Excerpted passage

--------------------------------------------------

# porcupine prices



## trev_temple (Jan 1, 2007)

Us young kids that go out spot lighting would like to know if anyone knows what a porcupine is worth. And Jack Rabbit prices also.

:beer:


----------



## Plowdude (Dec 26, 2006)

Us young kids that go out spot lighting would like to know if anyone knows what a porcupine is worth. And Jack Rabbit prices also.

:beer:

Wow, is this a loaded question or what? My short answer, they are not worth getting arrested for spotlighting or shooting yourself in the foot while you're drinking beer. What you guys are doing doesen't sound smart to me so at least be sure it's legal. IMO ^^
0 0
>(-)<


----------



## trev_temple (Jan 1, 2007)

it isnt illegal to spotlight small game on private land and we dont drink until we are done so dont worry about it. Porcupine arent illegal to shoot either.


----------



## Plowdude (Dec 26, 2006)

Not worried about it at all Trev, just call em the way you write em. Have fun hunting porcupine on private land with a spotlight and drinking afterwards.


----------



## 722.222 (Jan 5, 2004)

I was quoted $3 acrossed the board for all porkys in the round. That was in Dickinson.

Ray


----------



## M*F (Nov 3, 2006)

How the hell do you put up a porky?


----------



## cya_coyote (Aug 31, 2005)

mmmmmel tttaught themmm ttaaa ddooo iittt...

lol

cya


----------

--------------------------------------------------

Exercise materials
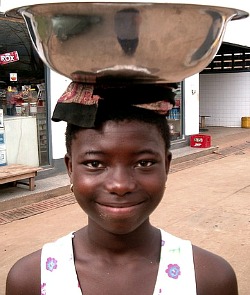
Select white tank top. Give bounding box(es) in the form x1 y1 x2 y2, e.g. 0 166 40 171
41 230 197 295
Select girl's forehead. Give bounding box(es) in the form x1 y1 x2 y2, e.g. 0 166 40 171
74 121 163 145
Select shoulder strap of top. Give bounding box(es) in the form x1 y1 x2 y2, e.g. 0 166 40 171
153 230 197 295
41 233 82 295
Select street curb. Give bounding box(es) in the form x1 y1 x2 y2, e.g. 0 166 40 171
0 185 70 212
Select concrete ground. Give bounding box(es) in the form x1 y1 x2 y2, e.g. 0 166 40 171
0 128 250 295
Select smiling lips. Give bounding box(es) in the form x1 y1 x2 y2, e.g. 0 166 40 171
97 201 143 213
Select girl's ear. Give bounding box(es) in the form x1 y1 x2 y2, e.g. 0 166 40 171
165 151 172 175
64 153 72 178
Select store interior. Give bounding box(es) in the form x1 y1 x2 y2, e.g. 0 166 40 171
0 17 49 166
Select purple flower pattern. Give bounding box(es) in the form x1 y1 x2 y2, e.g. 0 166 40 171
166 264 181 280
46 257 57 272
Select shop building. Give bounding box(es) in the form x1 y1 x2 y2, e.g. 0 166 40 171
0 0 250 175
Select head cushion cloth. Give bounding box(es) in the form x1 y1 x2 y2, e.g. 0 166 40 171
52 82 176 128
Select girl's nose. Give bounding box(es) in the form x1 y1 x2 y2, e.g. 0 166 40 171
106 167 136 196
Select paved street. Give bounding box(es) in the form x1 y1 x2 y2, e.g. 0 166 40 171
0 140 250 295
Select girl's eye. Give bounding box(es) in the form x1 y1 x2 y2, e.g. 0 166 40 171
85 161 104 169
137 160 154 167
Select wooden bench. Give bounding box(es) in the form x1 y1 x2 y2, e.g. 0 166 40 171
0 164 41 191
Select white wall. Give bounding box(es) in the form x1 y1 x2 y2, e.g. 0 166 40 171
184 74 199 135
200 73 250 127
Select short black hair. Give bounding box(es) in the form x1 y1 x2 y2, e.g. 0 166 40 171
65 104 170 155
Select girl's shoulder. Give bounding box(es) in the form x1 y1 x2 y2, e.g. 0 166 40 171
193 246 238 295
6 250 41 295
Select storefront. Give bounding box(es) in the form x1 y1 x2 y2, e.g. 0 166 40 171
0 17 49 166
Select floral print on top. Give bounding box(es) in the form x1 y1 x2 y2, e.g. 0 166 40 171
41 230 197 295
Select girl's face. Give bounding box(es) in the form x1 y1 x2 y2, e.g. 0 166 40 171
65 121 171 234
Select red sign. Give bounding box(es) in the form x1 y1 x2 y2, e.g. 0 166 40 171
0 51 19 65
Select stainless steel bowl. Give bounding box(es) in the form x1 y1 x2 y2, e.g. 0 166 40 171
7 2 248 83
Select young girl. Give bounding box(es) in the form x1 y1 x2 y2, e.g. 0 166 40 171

--------------------------------------------------

Exercise requirements
• 1. Copy out the porcupine prices thread between "Not worried about" and "and drinking afterwards.", inclusive.
• 2. In the entries, rewrite the lines between the line holding "Select smiling lips." and the line holding "0 0 250 175", inclusive, with "Give" changed to "Provide" and nothing else altered. Return only those lines.

Responses to the exercise
• 1.
Not worried about it at all Trev, just call em the way you write em. Have fun hunting porcupine on private land with a spotlight and drinking afterwards.

• 2.
Select smiling lips. Provide bounding box(es) in the form x1 y1 x2 y2, e.g. 0 166 40 171
97 201 143 213
Select girl's ear. Provide bounding box(es) in the form x1 y1 x2 y2, e.g. 0 166 40 171
165 151 172 175
64 153 72 178
Select store interior. Provide bounding box(es) in the form x1 y1 x2 y2, e.g. 0 166 40 171
0 17 49 166
Select purple flower pattern. Provide bounding box(es) in the form x1 y1 x2 y2, e.g. 0 166 40 171
166 264 181 280
46 257 57 272
Select shop building. Provide bounding box(es) in the form x1 y1 x2 y2, e.g. 0 166 40 171
0 0 250 175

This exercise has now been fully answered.